#### GIVEN RECORDS:
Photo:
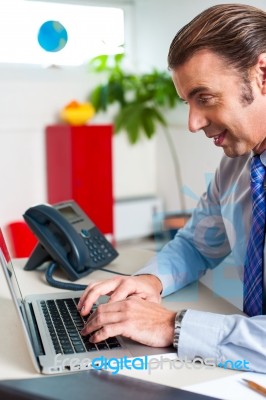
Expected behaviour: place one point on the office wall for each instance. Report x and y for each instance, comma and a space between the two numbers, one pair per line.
31, 98
157, 23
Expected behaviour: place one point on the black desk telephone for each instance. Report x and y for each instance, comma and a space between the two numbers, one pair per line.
68, 238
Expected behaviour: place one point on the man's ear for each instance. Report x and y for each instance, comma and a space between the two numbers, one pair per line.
260, 69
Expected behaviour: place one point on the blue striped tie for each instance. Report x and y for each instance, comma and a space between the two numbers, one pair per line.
253, 270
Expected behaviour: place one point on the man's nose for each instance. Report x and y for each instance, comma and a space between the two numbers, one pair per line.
196, 120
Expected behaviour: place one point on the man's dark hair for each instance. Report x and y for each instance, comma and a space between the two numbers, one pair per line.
235, 32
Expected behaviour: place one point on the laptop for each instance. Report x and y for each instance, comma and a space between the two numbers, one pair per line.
51, 326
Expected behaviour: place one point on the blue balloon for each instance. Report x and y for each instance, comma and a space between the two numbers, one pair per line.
52, 36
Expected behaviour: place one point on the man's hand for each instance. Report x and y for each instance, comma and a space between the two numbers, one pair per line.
140, 320
147, 287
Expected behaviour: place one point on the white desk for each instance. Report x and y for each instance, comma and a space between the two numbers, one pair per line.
14, 358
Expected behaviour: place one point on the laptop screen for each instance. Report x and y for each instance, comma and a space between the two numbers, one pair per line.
8, 270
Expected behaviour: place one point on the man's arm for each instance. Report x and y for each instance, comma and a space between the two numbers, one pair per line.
224, 338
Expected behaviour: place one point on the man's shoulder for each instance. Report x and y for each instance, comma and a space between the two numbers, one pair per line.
236, 163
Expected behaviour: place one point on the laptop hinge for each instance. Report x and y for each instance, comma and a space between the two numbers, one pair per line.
33, 329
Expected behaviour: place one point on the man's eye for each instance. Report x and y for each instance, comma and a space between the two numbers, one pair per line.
205, 99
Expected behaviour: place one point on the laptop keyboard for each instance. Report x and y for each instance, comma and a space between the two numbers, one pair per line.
65, 322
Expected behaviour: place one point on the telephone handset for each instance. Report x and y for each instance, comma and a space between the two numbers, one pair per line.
69, 238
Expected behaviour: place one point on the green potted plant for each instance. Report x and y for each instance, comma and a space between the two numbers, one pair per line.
142, 100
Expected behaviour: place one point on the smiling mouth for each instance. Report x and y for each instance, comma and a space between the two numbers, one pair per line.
218, 139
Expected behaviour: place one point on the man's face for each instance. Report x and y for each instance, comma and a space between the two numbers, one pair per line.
217, 97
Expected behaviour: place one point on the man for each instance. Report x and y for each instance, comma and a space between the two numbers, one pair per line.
218, 64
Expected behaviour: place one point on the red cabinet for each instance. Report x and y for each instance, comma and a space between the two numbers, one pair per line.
79, 167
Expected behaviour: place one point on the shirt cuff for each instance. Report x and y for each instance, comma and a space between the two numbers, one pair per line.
152, 268
200, 335
178, 322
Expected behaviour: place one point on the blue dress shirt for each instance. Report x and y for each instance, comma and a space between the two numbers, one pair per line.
219, 226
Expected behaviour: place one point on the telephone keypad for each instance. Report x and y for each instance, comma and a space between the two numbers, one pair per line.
101, 251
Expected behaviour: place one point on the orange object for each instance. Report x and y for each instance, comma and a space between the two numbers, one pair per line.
76, 114
22, 241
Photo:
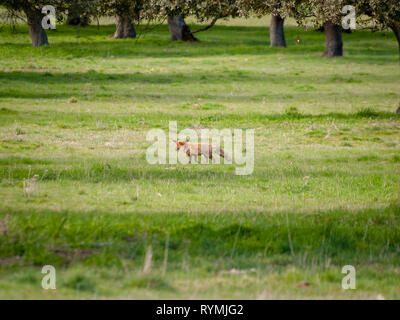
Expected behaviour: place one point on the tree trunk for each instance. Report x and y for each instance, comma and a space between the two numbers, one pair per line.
395, 26
75, 20
124, 28
334, 43
276, 32
179, 30
37, 33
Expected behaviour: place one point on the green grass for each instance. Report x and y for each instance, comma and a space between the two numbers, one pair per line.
324, 192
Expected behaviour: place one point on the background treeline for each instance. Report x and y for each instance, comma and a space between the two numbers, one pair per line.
323, 14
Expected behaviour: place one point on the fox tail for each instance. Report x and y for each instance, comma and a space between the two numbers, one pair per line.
221, 153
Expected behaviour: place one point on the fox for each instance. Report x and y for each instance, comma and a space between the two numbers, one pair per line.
196, 149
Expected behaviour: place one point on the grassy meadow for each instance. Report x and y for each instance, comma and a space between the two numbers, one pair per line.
324, 192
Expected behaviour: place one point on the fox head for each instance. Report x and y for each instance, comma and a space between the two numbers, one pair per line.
179, 144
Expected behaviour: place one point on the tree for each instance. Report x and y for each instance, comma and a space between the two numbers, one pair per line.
384, 14
275, 9
176, 10
78, 14
126, 12
34, 15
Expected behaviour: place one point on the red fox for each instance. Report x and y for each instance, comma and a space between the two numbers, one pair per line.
196, 149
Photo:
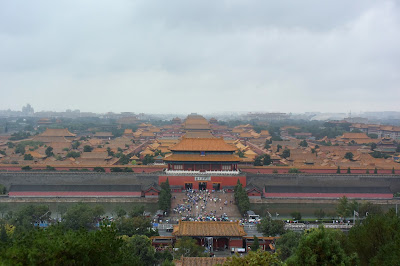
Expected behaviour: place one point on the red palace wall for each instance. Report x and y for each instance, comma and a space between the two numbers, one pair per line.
328, 195
224, 181
74, 194
233, 243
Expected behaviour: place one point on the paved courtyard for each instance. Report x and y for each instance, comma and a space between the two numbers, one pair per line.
203, 205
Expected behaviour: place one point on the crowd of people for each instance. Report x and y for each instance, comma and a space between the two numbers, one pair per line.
203, 205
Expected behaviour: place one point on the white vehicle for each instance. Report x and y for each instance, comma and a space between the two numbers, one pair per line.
252, 217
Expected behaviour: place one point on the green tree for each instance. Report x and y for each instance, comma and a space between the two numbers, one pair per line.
28, 157
75, 144
79, 216
269, 227
373, 146
343, 207
139, 246
322, 247
164, 199
50, 168
31, 214
57, 246
259, 258
286, 153
241, 198
187, 247
303, 143
20, 148
120, 211
73, 154
267, 159
257, 161
148, 159
367, 208
320, 214
124, 159
349, 156
99, 169
3, 209
377, 239
134, 226
87, 148
110, 152
49, 151
296, 215
256, 245
240, 153
136, 211
287, 244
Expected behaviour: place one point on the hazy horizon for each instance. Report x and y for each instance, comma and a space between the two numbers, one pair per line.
205, 57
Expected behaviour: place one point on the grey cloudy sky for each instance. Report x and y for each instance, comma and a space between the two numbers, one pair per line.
200, 56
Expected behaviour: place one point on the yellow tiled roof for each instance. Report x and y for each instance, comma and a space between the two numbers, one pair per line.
208, 229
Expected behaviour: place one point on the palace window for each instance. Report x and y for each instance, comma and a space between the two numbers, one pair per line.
178, 167
226, 167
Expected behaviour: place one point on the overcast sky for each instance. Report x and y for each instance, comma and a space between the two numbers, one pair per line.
203, 56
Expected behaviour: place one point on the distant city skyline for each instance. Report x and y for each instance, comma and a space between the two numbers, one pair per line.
205, 57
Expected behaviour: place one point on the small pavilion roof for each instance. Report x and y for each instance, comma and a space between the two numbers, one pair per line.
200, 158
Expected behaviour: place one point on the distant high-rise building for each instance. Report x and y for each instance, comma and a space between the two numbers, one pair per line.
28, 110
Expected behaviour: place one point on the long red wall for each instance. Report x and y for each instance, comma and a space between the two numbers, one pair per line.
74, 194
328, 195
224, 180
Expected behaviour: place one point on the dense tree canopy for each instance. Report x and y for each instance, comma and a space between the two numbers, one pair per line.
322, 247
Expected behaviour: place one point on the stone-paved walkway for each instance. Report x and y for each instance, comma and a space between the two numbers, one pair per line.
215, 206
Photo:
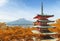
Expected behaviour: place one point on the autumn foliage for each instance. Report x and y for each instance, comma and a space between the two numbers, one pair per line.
56, 26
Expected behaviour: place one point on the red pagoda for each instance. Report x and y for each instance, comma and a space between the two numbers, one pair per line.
42, 25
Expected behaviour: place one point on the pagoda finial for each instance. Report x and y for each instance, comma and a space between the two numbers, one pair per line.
41, 8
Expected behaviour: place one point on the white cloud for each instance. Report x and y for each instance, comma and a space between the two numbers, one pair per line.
3, 2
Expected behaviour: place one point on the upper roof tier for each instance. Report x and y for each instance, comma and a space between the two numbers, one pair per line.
43, 16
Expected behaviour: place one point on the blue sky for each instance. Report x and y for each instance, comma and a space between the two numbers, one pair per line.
11, 10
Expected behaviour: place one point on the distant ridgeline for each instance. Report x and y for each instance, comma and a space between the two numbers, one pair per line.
20, 22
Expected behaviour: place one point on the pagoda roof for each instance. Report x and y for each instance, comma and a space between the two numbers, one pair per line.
41, 16
55, 39
44, 26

#### DIRECTIONS FOR THIS TASK:
Print again the material above, limited to the lines from the one holding "Expected behaviour: place one point on the blue sky" through the last, inclusive.

#### TASK RESULT:
Expected behaviour: place one point on the blue sky for each instance. Report x and y for each instance, comma and a space between the two numbers, one pair per line.
11, 10
Expected behaviour: place one point on the distant ridgeline for each instance. Report x and y for each instance, comma and a space between the two numbers, one pair per line.
20, 22
Expected behaviour: place one point on the pagoda roof for each instance. Report x and y for each instance, comma and a space between the two numbers, one pair per line.
41, 16
55, 39
44, 26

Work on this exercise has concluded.